*WHAT IS NEEDED*: Express every line of the data below as a JSON list of strings, one string per line. Leave out the blank lines.

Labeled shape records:
************

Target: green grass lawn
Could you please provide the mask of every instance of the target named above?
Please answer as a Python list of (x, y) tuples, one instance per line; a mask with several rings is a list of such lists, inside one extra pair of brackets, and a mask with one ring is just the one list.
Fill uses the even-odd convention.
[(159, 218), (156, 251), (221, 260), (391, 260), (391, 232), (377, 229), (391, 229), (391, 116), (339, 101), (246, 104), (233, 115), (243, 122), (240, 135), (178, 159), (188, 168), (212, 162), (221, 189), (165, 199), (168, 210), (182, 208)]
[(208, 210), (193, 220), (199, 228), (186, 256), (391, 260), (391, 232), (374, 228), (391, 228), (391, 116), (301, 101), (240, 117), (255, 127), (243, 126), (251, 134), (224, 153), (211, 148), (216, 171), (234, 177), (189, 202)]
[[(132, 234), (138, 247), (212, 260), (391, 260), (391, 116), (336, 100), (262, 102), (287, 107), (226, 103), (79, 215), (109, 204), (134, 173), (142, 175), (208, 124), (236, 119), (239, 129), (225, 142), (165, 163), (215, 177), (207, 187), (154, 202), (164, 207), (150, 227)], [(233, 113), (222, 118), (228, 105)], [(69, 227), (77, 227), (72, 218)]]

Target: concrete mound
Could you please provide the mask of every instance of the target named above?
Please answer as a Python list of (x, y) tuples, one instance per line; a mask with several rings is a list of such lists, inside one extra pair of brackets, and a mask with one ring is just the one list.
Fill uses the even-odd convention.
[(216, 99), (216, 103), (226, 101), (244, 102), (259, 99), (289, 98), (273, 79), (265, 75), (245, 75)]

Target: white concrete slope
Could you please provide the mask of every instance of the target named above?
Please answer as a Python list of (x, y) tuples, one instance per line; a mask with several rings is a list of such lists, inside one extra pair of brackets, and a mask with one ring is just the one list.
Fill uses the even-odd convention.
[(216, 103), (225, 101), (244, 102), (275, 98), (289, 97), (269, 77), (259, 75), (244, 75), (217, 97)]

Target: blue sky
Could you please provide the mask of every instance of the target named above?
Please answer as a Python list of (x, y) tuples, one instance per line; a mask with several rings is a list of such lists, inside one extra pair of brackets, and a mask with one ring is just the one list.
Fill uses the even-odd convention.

************

*TASK RESULT*:
[
  "Target: green grass lawn",
  "Could you please provide the mask of every instance of the target named above?",
  "Please answer as a Python list of (x, y) tuples, one instance per line; a mask with several rings is a list of such lists, inside one extra pair of brackets, and a mask with one ring is just the one list.",
  "Fill uses the even-odd convention.",
  "[(159, 218), (156, 251), (221, 260), (391, 260), (391, 232), (377, 229), (391, 229), (391, 116), (339, 101), (246, 104), (233, 115), (243, 122), (240, 135), (178, 159), (188, 168), (212, 162), (221, 189), (165, 199), (168, 210), (182, 208)]",
  "[(208, 210), (193, 220), (199, 228), (186, 256), (391, 260), (391, 232), (374, 228), (391, 228), (391, 116), (301, 101), (240, 117), (255, 127), (243, 126), (251, 134), (224, 153), (211, 148), (216, 171), (234, 177), (189, 202)]",
  "[[(132, 234), (138, 247), (212, 260), (391, 260), (391, 116), (336, 100), (262, 102), (287, 107), (226, 103), (79, 215), (109, 204), (134, 173), (142, 175), (208, 124), (236, 119), (239, 129), (225, 142), (165, 163), (215, 177), (207, 187), (154, 202), (164, 207), (150, 227)], [(233, 113), (222, 118), (228, 105)], [(69, 227), (77, 227), (72, 218)]]",
  "Target: concrete mound",
  "Could you please provide the mask of every instance of the target named above?",
  "Please answer as a Python list of (x, y) tuples, one instance per line; a mask with several rings is a list of such lists, inside one extra pair of brackets, and a mask with one ring is just the one list.",
  "Fill uses the even-odd convention.",
  "[(216, 99), (216, 103), (226, 101), (244, 102), (259, 99), (289, 98), (273, 79), (265, 75), (245, 75)]",
  "Target: white concrete slope",
  "Could you please provide the mask of every instance of the target named above?",
  "Please answer as a Python list of (x, y) tuples, one instance per line; a mask with several rings is a list of such lists, inside one extra pair of brackets, and a mask with one ring is just the one list.",
  "Fill uses the even-odd convention.",
  "[(216, 103), (225, 101), (244, 102), (275, 98), (289, 97), (269, 77), (259, 75), (244, 75), (217, 97)]",
  "Target: blue sky",
  "Could you please provide the mask of every instance of the target named above?",
  "Please answer as a Python list of (x, y) tuples, one instance per line; a mask with several rings is a list of such lists, inside one extra pair of brackets, and a mask with one ring is just the one list.",
  "Fill uses the even-odd convention."
]